▶ [Data supplied]:
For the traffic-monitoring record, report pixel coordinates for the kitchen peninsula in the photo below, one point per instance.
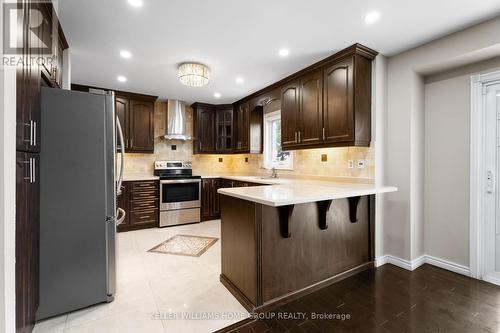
(285, 240)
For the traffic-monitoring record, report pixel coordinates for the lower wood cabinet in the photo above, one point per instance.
(210, 199)
(140, 200)
(210, 207)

▶ [Task instructions]: Only an exact copy of the records, free of images, belongs in the answer.

▶ [Exercise solution]:
For the traffic-monitoring record, report pixel coordinates for the kitchen peninsula in the photo below, one point per instance.
(285, 240)
For the traffic-monitoring record, report pixel coordinates for the lower wood cabinet in the photo above, one point per instance.
(210, 199)
(140, 200)
(210, 207)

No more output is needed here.